**Dataset content**
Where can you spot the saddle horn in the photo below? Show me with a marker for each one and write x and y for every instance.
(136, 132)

==

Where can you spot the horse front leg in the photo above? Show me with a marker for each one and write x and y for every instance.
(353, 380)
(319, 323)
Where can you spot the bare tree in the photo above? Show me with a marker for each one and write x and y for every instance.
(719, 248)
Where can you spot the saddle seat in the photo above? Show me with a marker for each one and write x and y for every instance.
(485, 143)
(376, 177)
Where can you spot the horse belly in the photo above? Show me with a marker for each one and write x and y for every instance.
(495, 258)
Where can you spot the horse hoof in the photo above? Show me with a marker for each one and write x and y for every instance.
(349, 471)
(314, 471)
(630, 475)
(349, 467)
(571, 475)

**What needs to be done**
Find every line in the records above that contains the word "saddle" and copy each of those lines in full.

**Exercise output**
Where can you spot the saddle horn in the photo below? Show me with a marker for each one and write x and y for every instance.
Where can you spot the saddle seat in the photo above? Show me with a marker for each one and write x and y for every instance.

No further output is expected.